§ PROBLEM STATEMENT:
Every single line below has to be printed once more, exactly.

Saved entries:
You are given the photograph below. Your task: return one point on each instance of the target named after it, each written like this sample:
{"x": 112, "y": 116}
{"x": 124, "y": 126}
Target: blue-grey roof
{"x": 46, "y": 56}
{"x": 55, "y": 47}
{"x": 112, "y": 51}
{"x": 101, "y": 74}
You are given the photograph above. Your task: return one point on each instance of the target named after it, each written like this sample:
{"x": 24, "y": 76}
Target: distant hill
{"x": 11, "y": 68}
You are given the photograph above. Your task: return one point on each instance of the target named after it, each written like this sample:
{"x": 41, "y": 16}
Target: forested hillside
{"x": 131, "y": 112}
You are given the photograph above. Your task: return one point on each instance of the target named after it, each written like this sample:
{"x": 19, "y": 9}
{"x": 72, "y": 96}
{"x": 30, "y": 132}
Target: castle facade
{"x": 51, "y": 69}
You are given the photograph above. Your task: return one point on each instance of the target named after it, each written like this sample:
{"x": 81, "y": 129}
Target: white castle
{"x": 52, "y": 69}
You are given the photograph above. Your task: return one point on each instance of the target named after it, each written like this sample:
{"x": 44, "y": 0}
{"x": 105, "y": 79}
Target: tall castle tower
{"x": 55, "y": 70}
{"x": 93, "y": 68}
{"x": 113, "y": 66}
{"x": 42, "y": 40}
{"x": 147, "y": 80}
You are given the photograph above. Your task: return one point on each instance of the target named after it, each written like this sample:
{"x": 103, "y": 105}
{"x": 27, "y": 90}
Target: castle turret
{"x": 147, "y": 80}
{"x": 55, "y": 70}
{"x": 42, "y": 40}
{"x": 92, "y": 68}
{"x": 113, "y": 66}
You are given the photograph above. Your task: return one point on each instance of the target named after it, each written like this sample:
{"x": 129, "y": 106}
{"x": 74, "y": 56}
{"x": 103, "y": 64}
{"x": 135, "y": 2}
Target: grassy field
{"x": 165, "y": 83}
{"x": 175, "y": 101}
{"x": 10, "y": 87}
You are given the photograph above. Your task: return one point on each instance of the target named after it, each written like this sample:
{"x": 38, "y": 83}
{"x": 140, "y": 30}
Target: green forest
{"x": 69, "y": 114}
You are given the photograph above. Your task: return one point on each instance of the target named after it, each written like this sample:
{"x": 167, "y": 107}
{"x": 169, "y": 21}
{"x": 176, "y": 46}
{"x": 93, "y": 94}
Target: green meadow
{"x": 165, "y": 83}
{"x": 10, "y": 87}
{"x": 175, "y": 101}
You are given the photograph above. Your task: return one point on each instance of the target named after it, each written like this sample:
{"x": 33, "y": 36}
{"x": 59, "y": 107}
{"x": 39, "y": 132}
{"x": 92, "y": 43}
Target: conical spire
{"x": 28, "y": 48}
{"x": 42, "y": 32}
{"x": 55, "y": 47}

§ ANSWER AREA:
You are given the photograph below. Your task: return one point on each instance of the target named after it, each written like this sample:
{"x": 112, "y": 116}
{"x": 124, "y": 126}
Target: blue-grey roof
{"x": 46, "y": 56}
{"x": 55, "y": 47}
{"x": 112, "y": 51}
{"x": 101, "y": 74}
You are given the photograph above. Your task: return one point on each instance of the target named after it, each written like this sample:
{"x": 24, "y": 76}
Target: distant hill
{"x": 11, "y": 68}
You are given the photograph above. Your task: return one point on each instance of the target named after it, each written like this sample:
{"x": 41, "y": 16}
Target: forested hillside
{"x": 131, "y": 112}
You are given the photograph above. Your task: return one point on each instance of the target named after it, each written like this sample:
{"x": 19, "y": 9}
{"x": 72, "y": 96}
{"x": 30, "y": 132}
Target: castle facade
{"x": 51, "y": 69}
You are given the photograph above. Your task: return one point on each instance of the target named after it, each written like this sample:
{"x": 81, "y": 129}
Target: white castle
{"x": 52, "y": 69}
You are given the photograph above. Your task: return one point on each instance of the target named after it, each written like this sample:
{"x": 44, "y": 0}
{"x": 105, "y": 79}
Target: tall castle tower
{"x": 55, "y": 70}
{"x": 93, "y": 68}
{"x": 113, "y": 66}
{"x": 42, "y": 40}
{"x": 147, "y": 80}
You are given the photograph above. Your task: return one point on each instance of the target named after it, each written like this sample:
{"x": 103, "y": 105}
{"x": 27, "y": 90}
Target: castle turret
{"x": 147, "y": 80}
{"x": 55, "y": 70}
{"x": 42, "y": 40}
{"x": 92, "y": 68}
{"x": 113, "y": 66}
You are given the photograph above. Your task: return one point on each instance of the target named after it, each written like this sample:
{"x": 129, "y": 106}
{"x": 74, "y": 56}
{"x": 103, "y": 64}
{"x": 135, "y": 2}
Target: grassy field
{"x": 165, "y": 83}
{"x": 175, "y": 101}
{"x": 10, "y": 87}
You are given the photograph above. Your task: return one point on each instance of the target named after it, each written like this sample:
{"x": 38, "y": 83}
{"x": 140, "y": 30}
Target: green forest
{"x": 69, "y": 114}
You are given the photograph above. Your task: return one point on each instance of the target named after it, each written like this sample:
{"x": 167, "y": 107}
{"x": 169, "y": 21}
{"x": 176, "y": 46}
{"x": 93, "y": 94}
Target: green meadow
{"x": 165, "y": 83}
{"x": 10, "y": 87}
{"x": 175, "y": 101}
You are given the photograph above. Your task: return one point on each instance of the target named after it, each written like this sample:
{"x": 33, "y": 36}
{"x": 59, "y": 107}
{"x": 39, "y": 132}
{"x": 92, "y": 43}
Target: conical spire
{"x": 28, "y": 48}
{"x": 42, "y": 32}
{"x": 55, "y": 47}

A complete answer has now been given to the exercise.